- What to work on: After finding the line that contains "Mark one point per instance of the uprooted stump." in the material below, print that line and all subsequent lines exactly, up to and including the last.
--- Input ---
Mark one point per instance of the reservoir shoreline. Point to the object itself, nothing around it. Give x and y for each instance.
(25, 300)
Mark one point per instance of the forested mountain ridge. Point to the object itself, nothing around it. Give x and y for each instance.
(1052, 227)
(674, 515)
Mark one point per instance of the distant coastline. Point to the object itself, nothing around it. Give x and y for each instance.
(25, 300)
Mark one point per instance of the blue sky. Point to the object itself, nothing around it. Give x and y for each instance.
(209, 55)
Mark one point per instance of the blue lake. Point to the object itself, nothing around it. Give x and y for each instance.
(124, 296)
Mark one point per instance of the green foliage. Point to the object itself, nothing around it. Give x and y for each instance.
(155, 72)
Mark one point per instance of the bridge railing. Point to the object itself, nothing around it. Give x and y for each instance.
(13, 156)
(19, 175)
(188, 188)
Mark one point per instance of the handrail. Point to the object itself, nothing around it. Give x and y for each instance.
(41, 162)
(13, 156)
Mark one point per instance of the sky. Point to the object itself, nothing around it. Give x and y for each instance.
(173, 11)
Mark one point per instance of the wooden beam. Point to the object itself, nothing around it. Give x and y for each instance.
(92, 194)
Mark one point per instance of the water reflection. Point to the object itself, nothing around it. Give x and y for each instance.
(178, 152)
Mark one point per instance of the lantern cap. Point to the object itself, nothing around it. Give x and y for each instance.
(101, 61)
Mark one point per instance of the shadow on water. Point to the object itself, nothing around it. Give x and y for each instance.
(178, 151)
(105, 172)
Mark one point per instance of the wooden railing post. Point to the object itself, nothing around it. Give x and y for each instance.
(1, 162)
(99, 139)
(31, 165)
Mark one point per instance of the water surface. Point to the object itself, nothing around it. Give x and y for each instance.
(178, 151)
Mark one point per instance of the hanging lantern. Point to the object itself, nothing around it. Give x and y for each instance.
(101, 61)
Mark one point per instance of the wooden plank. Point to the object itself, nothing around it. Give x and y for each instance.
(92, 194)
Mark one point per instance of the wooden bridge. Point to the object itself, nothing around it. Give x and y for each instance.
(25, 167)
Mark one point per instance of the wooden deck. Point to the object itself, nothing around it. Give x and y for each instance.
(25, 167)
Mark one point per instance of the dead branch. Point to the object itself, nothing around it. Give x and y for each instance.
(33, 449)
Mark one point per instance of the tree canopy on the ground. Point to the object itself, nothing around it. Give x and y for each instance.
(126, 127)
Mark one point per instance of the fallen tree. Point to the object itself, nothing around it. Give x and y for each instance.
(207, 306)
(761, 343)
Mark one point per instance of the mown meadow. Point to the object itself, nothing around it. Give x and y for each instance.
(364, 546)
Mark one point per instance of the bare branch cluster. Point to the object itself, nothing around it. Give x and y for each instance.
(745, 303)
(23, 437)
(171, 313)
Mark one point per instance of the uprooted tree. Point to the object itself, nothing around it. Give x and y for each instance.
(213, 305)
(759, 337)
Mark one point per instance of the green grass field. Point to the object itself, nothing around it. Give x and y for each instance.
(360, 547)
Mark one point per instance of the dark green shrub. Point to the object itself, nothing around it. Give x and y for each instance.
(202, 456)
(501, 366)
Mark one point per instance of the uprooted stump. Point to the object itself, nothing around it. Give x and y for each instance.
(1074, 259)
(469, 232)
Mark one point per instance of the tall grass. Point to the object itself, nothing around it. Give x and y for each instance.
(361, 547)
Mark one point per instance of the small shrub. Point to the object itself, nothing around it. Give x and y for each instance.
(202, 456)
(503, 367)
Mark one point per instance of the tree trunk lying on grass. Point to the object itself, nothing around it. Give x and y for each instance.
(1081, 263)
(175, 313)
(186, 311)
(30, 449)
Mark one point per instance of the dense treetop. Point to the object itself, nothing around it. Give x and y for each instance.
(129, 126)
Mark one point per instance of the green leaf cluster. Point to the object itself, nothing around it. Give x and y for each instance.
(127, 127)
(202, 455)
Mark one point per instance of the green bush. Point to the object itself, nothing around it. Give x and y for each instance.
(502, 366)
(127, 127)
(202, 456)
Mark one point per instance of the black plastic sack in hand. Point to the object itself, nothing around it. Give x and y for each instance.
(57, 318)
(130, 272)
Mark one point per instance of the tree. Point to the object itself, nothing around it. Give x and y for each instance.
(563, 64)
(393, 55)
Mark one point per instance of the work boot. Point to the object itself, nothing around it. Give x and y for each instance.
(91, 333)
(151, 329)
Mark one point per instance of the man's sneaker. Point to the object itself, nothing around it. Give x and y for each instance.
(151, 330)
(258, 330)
---
- Exercise answer:
Mark one point per instance of the uprooted stump. Point to the object itself, nothing around it. Give x and y for each instance.
(1074, 259)
(469, 232)
Mark one point per instance of the tall grass. Point to the object itself, nothing around it. Give x and y for each instance.
(361, 547)
Mark one point per instance of the small shrub. Point to the object itself, nothing around it. Give x and y for each instance.
(202, 456)
(503, 367)
Mark one point per instance of the tree trunk lying on grass. Point to the object itself, nothing around it. Give x and y for each instance.
(1081, 263)
(175, 313)
(186, 311)
(30, 449)
Mark one point per instance of the dense treetop. Point to the object itself, nothing around it. Give x and y for each instance.
(129, 126)
Mark one point per instance of the green leaf cluster. Point to the object itself, nothing around it. Give x and y for each instance.
(127, 127)
(202, 455)
Mark one point per instance of the green bush. Point to the object itself, nothing around it. Give x and y for each instance.
(502, 366)
(127, 127)
(202, 456)
Mark one point per instance of the black plastic sack in hand. Point to the object itself, nothing around it. Give x and y for each instance.
(57, 318)
(130, 272)
Mark one point per instance of the tree. Point to the object itself, nothing around it. Give x and y for each instance.
(563, 64)
(393, 55)
Mark one point per instance of the work boot. Point to the object itself, nothing around it. Give x and y for each instance.
(91, 333)
(151, 329)
Mark one point per instance of the man's sneaker. Point to the object itself, nothing around it. Give x and y for each instance.
(151, 330)
(258, 330)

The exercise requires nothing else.